> **Prompt**:
Please render the material below as a Markdown table with the columns "Row" and "Line," giving each non-blank line its own numbered row and leaving out the pictures.

> **Data excerpts**:

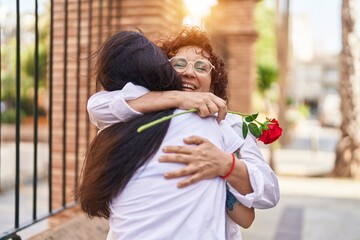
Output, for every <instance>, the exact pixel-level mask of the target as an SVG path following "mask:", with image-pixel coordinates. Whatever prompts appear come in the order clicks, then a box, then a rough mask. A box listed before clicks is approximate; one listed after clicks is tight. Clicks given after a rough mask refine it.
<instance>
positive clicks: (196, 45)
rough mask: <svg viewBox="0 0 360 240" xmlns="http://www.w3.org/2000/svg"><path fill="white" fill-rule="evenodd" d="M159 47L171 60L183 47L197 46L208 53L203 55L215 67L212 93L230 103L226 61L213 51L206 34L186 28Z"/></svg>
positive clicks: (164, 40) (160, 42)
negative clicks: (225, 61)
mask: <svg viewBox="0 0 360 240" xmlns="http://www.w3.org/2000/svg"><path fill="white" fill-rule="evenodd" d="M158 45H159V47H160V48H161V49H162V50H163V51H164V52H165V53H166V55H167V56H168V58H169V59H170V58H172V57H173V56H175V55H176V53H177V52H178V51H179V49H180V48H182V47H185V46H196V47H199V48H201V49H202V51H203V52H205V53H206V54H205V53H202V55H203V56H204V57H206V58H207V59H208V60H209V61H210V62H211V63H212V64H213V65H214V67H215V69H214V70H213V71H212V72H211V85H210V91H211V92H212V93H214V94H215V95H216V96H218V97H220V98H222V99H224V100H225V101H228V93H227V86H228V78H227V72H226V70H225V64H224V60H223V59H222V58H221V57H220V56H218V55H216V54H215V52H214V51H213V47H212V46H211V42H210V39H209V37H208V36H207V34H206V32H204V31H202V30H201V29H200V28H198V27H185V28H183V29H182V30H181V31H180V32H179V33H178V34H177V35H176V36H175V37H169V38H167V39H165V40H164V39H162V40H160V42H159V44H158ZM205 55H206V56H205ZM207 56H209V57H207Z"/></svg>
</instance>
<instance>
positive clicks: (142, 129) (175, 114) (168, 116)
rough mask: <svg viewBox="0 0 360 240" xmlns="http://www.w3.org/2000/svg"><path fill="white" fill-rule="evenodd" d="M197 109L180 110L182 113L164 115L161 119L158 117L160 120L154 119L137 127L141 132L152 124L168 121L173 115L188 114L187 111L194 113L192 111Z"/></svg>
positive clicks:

> **Exercise answer**:
| Row | Line |
|---|---|
| 1 | Output, for every <instance>, the exact pixel-level mask of the target as an SVG path following "mask:", with image-pixel coordinates. Whatever prompts appear come in the order clicks, then a box, then a rough mask. A box listed before clicks is approximate; one listed after clicks is tight. Clicks given after a rough mask refine it. |
| 2 | <instance> |
| 3 | positive clicks: (196, 45) |
| 4 | rough mask: <svg viewBox="0 0 360 240" xmlns="http://www.w3.org/2000/svg"><path fill="white" fill-rule="evenodd" d="M159 47L171 60L183 47L197 46L208 53L203 55L215 67L212 93L230 103L226 61L213 51L206 34L186 28Z"/></svg> |
| 5 | positive clicks: (164, 40) (160, 42) |
| 6 | negative clicks: (225, 61) |
| 7 | mask: <svg viewBox="0 0 360 240" xmlns="http://www.w3.org/2000/svg"><path fill="white" fill-rule="evenodd" d="M158 45H159V47H160V48H161V49H162V50H163V51H164V52H165V53H166V55H167V56H168V58H169V59H170V58H172V57H173V56H175V55H176V53H177V52H178V51H179V49H180V48H182V47H185V46H196V47H199V48H201V49H202V51H203V52H205V53H206V54H205V53H202V55H203V56H204V57H206V58H207V59H208V60H209V61H210V62H211V63H212V64H213V65H214V67H215V69H214V70H213V71H212V72H211V85H210V91H211V92H212V93H214V94H215V95H216V96H218V97H220V98H222V99H224V100H225V101H228V93H227V86H228V78H227V72H226V70H225V64H224V60H223V59H222V58H221V57H220V56H218V55H216V54H215V52H214V51H213V47H212V46H211V42H210V39H209V37H208V36H207V34H206V32H204V31H202V30H201V29H200V28H198V27H185V28H183V29H182V30H181V31H180V32H179V33H178V34H177V35H176V36H175V37H169V38H167V39H165V40H164V39H162V40H160V42H159V44H158ZM205 55H206V56H205ZM207 56H209V57H207Z"/></svg> |
| 8 | </instance> |
| 9 | <instance> |
| 10 | positive clicks: (142, 129) (175, 114) (168, 116) |
| 11 | rough mask: <svg viewBox="0 0 360 240" xmlns="http://www.w3.org/2000/svg"><path fill="white" fill-rule="evenodd" d="M197 109L180 110L182 113L164 115L161 119L158 117L160 120L154 119L137 127L141 132L152 124L168 121L173 115L188 114L187 111L194 113L192 111Z"/></svg> |
| 12 | positive clicks: |